— Start Text passage —
Moody’s Investors Service has upgraded NN Group N.V.’s (“NN”) long-term (LT) issuer rating to A3 from Baa1 and changed the outlook to stable from positive. Consequently, Moody’s has also upgraded the subordinated debt rating of NN to Baa1(hyb) from Baa2(hyb) and the senior unsecured MTN programme rating to (P)A3 from (P)Baa1.
The rating action is driven by NN’s strengthened market position and improved business and earnings diversification in recent years.
The upgrade of NN’s ratings is also driven by the ability of the group to maintain a strong level of capital despite volatility in financial markets, as evidenced by the 197% group’s Solvency II ratio as at year-end 2022, and to maintain good profitability levels.
Following the acquisition of VIVAT Schadeverzekeringen N.V., NN is now the leading non-life (excluding health) player in the Dutch market and has materially improved its business and earnings diversification, with the non-life business now representing 28% of the group’s revenues (gross premium income) and 14% of its operating results (only considering insurance division, and excluding banking and asset management).
— End Text passage —
▶ Given exercise A:
Collect every line of the records that contains the word "wall", paying attention to case.
— Start Provided material —
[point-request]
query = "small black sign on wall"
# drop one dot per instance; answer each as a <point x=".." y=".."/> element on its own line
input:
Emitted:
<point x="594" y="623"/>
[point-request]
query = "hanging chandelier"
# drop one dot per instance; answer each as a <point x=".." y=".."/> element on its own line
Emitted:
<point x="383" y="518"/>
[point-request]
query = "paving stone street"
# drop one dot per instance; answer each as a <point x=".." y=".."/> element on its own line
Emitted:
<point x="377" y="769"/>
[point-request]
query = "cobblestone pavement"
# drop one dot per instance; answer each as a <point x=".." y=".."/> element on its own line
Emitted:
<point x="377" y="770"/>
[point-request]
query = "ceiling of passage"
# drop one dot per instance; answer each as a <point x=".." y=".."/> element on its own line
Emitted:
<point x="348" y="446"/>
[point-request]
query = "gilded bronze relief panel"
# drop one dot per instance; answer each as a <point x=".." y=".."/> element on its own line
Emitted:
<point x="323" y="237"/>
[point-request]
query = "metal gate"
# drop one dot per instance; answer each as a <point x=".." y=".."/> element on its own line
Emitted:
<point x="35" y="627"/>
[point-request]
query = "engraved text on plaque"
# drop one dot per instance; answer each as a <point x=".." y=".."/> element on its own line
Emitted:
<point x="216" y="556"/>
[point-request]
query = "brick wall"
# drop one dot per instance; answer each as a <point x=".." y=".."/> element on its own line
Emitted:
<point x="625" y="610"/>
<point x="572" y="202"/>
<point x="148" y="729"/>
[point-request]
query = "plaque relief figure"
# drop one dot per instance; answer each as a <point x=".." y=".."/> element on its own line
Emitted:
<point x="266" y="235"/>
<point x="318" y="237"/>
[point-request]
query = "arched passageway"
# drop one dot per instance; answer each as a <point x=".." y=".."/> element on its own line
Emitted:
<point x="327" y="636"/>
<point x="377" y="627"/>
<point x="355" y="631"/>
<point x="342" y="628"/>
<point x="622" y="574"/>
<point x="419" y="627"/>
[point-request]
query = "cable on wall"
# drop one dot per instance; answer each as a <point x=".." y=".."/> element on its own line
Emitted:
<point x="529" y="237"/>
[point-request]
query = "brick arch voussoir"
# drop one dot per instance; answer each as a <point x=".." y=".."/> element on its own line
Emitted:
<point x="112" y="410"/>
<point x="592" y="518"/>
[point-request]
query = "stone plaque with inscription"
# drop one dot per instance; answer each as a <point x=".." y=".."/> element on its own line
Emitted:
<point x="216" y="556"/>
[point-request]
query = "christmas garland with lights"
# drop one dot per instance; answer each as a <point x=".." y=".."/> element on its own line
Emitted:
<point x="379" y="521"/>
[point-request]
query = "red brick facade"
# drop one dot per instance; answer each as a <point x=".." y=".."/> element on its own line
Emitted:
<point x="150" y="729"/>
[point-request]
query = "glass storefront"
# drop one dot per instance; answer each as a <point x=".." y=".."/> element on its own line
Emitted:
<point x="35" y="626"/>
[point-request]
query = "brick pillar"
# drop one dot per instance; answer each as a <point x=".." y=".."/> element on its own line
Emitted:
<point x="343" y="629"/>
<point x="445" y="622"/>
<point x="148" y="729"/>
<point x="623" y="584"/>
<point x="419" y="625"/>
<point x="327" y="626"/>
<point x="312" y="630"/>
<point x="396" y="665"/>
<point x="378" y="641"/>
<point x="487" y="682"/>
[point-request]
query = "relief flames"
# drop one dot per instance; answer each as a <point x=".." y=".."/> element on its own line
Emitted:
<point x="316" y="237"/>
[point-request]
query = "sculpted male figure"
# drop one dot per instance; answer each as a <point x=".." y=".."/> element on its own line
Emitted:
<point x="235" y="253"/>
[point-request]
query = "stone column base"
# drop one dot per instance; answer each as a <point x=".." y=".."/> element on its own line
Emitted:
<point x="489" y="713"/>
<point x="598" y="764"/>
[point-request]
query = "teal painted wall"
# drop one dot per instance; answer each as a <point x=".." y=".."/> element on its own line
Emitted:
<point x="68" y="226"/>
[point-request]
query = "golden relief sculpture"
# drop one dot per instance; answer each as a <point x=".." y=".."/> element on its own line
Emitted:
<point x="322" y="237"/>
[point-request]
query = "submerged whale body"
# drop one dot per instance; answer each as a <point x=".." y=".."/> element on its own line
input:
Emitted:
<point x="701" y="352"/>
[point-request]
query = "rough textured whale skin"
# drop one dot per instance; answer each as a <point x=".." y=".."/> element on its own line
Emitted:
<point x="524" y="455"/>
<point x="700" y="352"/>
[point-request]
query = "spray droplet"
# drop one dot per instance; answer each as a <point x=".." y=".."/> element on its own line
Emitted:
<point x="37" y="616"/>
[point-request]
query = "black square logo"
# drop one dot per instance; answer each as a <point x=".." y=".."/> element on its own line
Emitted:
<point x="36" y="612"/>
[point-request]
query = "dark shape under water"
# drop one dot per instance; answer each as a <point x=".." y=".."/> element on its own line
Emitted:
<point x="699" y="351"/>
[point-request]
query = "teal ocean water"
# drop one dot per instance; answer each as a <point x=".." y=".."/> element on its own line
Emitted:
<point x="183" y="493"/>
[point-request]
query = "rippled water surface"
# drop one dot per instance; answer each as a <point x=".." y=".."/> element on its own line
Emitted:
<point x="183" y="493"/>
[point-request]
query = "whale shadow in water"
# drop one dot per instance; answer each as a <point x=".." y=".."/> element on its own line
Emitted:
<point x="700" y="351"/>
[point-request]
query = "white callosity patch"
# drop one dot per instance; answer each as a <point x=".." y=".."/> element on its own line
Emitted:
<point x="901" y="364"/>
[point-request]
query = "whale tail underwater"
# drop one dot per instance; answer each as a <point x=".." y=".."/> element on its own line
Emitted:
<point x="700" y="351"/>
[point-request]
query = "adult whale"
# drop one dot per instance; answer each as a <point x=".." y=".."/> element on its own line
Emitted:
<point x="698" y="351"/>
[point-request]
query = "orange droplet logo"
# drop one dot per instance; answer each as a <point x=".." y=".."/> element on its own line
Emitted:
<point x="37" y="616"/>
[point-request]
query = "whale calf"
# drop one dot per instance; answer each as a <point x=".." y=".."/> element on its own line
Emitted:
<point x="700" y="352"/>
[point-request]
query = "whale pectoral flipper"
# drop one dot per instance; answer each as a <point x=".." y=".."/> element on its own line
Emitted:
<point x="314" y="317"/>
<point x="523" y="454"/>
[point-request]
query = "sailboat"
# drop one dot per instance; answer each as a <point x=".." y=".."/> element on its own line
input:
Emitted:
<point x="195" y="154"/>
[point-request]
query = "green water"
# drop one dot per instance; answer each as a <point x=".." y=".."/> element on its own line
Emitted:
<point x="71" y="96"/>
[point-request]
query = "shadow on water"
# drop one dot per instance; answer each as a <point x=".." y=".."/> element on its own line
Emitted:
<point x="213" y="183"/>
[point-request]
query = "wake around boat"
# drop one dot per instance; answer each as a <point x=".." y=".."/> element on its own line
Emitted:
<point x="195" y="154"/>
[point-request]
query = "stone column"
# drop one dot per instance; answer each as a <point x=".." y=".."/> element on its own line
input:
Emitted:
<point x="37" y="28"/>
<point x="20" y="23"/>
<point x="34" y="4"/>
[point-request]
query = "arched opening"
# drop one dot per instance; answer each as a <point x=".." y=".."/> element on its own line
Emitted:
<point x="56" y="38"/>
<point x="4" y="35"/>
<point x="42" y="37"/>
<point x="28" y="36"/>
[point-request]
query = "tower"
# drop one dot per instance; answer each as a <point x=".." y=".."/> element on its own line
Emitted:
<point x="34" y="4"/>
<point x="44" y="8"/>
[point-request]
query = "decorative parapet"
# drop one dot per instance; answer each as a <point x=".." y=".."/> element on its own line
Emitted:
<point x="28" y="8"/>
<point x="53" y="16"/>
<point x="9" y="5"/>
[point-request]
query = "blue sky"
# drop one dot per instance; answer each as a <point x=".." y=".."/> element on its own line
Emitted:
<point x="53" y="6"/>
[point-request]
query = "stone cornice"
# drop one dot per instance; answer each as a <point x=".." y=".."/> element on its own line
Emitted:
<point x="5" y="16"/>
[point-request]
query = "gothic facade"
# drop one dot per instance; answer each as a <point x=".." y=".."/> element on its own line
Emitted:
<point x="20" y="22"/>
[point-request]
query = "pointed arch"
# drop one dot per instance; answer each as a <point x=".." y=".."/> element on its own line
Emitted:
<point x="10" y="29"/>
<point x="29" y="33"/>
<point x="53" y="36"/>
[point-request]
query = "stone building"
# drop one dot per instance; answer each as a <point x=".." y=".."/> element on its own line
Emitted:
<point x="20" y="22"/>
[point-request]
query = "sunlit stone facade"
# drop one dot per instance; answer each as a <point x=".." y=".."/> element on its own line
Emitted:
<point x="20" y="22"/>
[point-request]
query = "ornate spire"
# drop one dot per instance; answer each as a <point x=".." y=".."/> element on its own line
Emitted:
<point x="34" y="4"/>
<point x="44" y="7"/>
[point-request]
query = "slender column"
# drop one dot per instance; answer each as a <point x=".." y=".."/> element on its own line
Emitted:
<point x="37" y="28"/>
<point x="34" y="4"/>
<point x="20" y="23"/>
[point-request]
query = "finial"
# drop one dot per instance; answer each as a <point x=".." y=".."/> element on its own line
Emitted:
— End Provided material —
▶ Given exercise B:
According to the text about NN Group's rating upgrade, what was the group's Solvency II ratio at year-end 2022?

▶ Full solution A:
query = "small black sign on wall"
query = "brick wall"
query = "cable on wall"
query = "teal painted wall"

▶ Full solution B:
197%